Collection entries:
[Begin]

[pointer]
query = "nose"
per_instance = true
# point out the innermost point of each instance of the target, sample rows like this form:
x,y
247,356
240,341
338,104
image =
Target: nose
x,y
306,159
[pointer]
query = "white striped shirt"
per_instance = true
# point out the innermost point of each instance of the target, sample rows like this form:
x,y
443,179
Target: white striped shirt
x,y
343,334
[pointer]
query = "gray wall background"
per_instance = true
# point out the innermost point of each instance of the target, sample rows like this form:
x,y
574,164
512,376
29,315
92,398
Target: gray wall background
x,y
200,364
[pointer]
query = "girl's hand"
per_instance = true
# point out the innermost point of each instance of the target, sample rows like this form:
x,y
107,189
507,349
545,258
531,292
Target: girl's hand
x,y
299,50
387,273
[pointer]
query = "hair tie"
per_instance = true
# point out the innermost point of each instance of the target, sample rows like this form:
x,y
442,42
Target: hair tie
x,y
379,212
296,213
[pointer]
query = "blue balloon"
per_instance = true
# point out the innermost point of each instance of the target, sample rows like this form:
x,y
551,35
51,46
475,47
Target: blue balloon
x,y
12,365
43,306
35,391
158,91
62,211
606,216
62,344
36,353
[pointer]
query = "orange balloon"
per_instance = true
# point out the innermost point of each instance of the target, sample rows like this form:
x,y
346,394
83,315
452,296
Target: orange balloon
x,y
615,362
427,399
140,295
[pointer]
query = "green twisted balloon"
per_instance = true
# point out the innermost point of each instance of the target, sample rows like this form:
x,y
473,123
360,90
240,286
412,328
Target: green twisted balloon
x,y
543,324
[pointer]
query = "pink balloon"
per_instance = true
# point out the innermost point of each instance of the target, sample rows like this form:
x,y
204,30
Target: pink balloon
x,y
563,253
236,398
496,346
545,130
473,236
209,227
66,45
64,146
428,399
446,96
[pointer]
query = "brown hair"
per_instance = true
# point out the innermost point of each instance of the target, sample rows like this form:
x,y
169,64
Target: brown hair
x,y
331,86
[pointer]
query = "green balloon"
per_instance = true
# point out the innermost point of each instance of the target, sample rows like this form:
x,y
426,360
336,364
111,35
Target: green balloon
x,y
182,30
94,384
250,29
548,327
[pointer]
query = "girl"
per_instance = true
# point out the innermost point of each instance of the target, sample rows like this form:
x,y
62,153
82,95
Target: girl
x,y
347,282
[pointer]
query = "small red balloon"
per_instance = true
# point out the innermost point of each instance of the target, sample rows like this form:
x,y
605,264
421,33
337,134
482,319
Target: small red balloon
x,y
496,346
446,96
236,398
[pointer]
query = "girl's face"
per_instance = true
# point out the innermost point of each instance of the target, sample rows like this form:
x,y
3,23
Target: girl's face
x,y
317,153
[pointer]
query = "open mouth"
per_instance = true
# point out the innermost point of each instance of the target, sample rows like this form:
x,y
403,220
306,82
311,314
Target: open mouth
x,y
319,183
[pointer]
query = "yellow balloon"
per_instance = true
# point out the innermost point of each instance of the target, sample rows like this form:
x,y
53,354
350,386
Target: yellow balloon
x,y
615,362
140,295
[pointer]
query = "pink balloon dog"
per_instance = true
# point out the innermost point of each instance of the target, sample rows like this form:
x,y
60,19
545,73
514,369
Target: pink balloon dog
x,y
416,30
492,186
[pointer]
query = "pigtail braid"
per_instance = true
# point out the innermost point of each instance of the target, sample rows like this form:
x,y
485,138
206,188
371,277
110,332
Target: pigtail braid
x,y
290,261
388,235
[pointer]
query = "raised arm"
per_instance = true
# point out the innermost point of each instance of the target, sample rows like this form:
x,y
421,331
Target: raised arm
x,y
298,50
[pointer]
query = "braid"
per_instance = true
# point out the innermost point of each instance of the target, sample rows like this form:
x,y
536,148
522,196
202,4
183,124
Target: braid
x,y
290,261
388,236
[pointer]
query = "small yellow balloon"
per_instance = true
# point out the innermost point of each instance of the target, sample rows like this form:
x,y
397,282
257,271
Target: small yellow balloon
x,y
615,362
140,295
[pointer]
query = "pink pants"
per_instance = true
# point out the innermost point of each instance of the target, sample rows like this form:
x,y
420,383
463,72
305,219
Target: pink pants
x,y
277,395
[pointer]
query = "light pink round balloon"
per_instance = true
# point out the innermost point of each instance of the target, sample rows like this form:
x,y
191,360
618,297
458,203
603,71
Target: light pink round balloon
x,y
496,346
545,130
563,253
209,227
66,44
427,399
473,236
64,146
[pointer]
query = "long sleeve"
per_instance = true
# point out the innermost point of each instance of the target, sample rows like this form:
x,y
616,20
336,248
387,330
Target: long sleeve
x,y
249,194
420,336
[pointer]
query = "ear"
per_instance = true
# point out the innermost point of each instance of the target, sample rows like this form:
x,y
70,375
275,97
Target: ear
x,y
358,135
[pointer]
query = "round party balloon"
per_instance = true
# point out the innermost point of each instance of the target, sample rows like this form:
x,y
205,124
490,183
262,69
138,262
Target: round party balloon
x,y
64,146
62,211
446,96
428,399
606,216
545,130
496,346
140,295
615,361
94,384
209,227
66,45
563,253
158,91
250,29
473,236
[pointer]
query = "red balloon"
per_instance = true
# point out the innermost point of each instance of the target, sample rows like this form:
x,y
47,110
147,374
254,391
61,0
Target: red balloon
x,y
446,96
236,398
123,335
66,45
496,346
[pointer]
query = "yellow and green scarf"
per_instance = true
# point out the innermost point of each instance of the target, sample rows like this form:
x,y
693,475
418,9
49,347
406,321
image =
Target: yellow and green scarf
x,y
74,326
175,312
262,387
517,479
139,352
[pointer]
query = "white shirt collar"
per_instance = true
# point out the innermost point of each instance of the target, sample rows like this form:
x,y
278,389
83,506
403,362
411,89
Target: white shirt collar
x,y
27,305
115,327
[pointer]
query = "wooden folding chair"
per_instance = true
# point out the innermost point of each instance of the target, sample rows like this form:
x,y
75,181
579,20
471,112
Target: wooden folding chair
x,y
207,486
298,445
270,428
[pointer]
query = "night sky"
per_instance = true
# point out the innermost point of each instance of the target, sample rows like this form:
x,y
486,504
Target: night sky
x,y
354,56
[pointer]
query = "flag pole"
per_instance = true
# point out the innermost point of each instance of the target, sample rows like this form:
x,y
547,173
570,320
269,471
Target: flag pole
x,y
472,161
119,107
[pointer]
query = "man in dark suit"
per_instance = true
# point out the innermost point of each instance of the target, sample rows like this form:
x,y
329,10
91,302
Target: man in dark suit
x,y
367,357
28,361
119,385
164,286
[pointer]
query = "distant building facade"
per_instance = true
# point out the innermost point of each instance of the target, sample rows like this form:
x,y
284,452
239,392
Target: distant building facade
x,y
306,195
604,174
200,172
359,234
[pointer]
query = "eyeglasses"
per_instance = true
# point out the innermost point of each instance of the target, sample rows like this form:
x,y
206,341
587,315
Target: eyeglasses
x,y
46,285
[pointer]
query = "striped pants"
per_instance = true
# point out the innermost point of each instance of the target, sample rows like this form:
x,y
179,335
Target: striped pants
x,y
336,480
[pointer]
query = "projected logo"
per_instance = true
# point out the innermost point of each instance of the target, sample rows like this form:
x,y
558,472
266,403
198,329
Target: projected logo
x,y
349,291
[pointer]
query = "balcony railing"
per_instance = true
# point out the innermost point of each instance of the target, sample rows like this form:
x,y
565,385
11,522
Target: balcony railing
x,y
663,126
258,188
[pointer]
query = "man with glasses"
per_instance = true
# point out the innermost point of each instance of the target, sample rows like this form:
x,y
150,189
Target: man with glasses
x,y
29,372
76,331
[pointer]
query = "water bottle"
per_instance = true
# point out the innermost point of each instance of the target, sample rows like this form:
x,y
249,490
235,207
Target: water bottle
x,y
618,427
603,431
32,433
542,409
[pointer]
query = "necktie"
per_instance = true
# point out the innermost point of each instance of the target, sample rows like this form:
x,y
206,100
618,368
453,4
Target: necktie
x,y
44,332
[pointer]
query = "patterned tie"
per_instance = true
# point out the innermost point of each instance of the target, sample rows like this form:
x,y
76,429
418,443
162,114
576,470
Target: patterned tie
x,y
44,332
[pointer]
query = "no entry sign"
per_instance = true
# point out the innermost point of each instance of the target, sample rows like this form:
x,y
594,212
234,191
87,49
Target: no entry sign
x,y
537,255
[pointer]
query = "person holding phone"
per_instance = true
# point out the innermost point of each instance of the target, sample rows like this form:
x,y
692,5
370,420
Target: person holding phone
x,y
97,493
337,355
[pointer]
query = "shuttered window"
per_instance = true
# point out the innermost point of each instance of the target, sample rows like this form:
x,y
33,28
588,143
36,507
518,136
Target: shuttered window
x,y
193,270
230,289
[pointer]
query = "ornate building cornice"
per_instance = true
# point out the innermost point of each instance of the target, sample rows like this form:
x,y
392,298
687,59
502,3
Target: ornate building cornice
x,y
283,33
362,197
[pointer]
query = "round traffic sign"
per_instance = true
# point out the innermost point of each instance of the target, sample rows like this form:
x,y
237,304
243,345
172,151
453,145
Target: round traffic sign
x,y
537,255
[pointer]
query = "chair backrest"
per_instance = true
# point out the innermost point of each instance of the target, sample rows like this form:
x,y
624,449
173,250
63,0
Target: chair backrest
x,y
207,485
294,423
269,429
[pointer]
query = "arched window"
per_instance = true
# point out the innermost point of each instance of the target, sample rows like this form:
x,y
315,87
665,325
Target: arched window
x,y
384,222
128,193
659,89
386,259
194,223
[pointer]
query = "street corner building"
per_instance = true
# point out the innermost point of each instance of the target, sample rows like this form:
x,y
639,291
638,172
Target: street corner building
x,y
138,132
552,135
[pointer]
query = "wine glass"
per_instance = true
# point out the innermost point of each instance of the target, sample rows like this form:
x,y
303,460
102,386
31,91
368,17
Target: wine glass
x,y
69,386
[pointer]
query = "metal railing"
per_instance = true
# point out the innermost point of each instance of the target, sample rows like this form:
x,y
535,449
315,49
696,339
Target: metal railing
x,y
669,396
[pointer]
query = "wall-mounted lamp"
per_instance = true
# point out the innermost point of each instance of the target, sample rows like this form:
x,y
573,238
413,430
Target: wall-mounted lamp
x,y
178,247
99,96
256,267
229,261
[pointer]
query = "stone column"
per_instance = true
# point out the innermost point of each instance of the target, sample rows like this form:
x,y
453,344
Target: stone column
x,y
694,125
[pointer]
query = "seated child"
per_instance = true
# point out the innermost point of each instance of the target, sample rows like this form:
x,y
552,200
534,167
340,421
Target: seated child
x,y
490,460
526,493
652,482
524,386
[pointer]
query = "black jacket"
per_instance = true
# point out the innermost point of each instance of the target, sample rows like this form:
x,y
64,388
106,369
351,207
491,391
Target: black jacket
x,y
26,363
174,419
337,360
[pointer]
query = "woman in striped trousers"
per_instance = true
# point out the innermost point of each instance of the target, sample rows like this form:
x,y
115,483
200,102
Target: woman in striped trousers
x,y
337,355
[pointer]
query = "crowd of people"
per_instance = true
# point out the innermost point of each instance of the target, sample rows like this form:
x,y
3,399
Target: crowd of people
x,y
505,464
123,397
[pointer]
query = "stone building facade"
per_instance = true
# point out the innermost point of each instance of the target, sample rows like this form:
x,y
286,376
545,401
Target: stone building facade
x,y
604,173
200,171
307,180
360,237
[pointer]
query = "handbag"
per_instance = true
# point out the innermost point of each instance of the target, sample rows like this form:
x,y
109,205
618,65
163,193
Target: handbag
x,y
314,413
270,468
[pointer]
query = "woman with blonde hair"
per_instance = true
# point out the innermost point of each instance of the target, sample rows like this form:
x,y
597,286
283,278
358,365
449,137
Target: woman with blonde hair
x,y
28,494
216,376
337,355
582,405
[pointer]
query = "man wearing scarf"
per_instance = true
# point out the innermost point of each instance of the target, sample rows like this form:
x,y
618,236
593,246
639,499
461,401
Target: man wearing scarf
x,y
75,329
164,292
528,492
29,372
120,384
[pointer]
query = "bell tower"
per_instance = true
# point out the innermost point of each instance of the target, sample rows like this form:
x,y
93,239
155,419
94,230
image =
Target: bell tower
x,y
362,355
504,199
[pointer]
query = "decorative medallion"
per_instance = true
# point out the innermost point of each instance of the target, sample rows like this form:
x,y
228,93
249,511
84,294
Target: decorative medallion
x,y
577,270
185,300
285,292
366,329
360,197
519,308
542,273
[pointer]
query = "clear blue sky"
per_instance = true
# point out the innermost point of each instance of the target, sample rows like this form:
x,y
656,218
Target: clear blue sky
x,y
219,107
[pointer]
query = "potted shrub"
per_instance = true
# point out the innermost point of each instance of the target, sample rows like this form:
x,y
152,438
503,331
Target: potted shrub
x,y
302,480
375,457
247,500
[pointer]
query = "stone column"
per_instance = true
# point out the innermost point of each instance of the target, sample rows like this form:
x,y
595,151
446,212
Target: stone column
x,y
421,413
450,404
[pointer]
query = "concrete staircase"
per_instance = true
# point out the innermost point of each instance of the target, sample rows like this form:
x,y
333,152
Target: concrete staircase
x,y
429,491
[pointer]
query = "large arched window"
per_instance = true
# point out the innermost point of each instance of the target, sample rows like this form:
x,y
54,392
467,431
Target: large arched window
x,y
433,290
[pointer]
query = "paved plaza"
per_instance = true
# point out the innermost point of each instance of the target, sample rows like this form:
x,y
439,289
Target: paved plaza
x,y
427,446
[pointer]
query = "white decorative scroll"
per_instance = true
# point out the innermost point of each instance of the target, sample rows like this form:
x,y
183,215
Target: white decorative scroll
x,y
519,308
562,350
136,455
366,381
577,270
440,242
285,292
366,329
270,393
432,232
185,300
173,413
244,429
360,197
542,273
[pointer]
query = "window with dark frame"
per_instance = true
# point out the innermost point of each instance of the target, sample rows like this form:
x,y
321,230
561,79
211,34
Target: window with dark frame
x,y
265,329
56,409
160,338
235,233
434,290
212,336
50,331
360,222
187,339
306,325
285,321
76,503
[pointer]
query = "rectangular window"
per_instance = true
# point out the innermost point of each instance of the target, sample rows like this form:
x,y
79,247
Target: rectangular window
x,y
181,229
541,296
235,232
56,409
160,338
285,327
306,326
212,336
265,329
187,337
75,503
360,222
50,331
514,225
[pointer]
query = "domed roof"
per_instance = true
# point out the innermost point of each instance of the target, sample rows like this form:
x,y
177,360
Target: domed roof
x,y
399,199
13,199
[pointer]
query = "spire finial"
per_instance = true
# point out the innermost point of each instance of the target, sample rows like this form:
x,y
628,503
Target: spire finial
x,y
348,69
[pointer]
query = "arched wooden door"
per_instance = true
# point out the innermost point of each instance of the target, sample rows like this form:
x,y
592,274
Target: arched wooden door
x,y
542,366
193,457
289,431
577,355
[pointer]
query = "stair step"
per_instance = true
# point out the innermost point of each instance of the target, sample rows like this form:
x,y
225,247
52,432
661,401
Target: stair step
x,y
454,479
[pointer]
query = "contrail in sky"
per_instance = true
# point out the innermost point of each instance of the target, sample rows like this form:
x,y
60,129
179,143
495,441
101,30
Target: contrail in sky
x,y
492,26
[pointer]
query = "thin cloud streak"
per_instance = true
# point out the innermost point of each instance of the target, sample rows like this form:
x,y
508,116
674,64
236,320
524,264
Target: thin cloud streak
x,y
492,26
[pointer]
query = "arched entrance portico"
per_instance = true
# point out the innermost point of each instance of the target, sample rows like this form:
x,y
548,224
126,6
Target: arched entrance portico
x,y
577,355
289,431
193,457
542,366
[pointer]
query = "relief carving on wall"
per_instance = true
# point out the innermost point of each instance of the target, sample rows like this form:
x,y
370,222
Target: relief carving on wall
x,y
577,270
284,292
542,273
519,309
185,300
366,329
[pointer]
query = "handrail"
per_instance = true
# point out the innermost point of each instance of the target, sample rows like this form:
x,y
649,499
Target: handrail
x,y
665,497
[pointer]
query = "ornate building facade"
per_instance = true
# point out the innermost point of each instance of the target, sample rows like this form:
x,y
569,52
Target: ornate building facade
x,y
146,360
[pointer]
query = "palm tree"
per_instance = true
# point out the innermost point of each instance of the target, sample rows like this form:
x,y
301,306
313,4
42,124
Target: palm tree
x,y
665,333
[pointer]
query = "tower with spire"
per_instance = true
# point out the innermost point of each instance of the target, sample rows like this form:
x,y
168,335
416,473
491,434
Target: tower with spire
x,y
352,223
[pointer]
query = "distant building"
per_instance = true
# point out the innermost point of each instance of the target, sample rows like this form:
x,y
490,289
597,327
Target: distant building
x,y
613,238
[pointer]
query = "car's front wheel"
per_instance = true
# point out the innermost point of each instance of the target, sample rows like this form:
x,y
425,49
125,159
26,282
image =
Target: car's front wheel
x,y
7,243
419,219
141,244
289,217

[End]

[Your task] Identify and copy every line of the rows above that contains the word "folding", matching case exactly.

[Response to this task]
query = "wooden folding chair"
Target: wooden folding chair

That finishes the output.